══ Source extract
The United States once again suffers its worst day of reported deaths from the novel coronavirus.
Officials say it appears some people are more at risk of dying from the virus.
People in all 50 states are infected, but one group of Americans is more susceptible to the virus.
“It’s showing up very strongly in our data — on the African-American community. And we’re doing everything in our power to address this challenge. It’s a tremendous challenge. It’s terrible,” President Donald Trump said Tuesday.
In Michigan, 14% of the population is black, but they make up 41% of coronavirus deaths.
Over in Illinois, 15% of population is African-American or black, but they account for 43% of deaths.
Louisiana is 32% black, but they have seen about 70% of the deaths in that state.
════
══ Record extracts
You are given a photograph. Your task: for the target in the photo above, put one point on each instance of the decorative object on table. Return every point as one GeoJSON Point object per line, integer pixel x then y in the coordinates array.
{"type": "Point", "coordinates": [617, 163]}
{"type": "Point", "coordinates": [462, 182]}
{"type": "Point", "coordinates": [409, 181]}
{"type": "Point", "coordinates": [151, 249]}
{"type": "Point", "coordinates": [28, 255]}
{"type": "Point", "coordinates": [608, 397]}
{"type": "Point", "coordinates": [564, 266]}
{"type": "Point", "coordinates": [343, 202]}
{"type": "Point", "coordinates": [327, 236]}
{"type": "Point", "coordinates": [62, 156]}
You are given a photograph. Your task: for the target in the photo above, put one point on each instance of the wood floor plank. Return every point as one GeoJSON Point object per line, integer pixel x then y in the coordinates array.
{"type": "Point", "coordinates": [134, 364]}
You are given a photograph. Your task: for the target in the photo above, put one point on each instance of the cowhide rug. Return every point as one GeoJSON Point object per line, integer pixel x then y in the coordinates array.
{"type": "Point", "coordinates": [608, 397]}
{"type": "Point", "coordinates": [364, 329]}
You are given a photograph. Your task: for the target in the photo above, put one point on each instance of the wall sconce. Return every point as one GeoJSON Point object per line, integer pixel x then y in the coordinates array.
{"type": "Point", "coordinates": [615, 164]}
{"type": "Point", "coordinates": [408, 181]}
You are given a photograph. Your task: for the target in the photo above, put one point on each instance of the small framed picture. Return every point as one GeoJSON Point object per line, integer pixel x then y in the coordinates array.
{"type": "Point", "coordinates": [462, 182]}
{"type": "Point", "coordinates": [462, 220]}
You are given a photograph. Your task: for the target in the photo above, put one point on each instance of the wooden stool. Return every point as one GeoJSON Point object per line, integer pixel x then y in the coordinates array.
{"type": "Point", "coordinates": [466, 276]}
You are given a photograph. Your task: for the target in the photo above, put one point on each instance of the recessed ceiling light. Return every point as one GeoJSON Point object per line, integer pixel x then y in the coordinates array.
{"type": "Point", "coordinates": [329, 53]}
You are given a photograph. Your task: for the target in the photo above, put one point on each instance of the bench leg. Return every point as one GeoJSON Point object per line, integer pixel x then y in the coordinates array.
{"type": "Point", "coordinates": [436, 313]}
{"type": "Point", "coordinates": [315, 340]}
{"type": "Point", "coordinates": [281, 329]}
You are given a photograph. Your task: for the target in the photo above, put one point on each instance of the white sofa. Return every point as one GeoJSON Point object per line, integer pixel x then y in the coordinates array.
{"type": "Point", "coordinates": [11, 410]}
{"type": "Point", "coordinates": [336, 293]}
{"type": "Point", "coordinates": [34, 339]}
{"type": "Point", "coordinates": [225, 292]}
════
■ **Problem A**
In the coronavirus excerpt, condense the paragraph beginning "“It’s showing up very strongly" into a single shorter sentence that keeps its main facts.
■ **Problem B**
Return everything in the coronavirus excerpt from "The United States" down to "in that state.", copied word for word.
■ **Problem C**
Write the next part of the coronavirus excerpt, continuing after its final sentence.

■ **Exercise result A**
On Tuesday, President Donald Trump said the data strongly show the virus hitting the African-American community and called it a tremendous, terrible challenge that his administration is doing everything in its power to address.

■ **Exercise result B**
The United States once again suffers its worst day of reported deaths from the novel coronavirus.
Officials say it appears some people are more at risk of dying from the virus.
People in all 50 states are infected, but one group of Americans is more susceptible to the virus.
“It’s showing up very strongly in our data — on the African-American community. And we’re doing everything in our power to address this challenge. It’s a tremendous challenge. It’s terrible,” President Donald Trump said Tuesday.
In Michigan, 14% of the population is black, but they make up 41% of coronavirus deaths.
Over in Illinois, 15% of population is African-American or black, but they account for 43% of deaths.
Louisiana is 32% black, but they have seen about 70% of the deaths in that state.

■ **Exercise result C**
“When you look at the predisposing conditions that lead to a bad outcome with the coronavirus, the things that get people to ICU’s, that require intubation and often lead to death, they are just those comorbidities that are unfortunately disproportionally prevalent in the African-American population,” said Dr. Anthony Fauci, director of the National Institute of Allergy and Infectious Diseases.
Among the victims, Jason Hargrove, a bus driver from Michigan who got sick four days after posting a video clip on Facebook warning of the virus.
50-year-old Hargrove died last week from COVID-19.
The federal government hasn’t counted coronavirus deaths by race, but Surgeon General Dr. Jerome Adams and the American Medical Association are suggesting this should be done.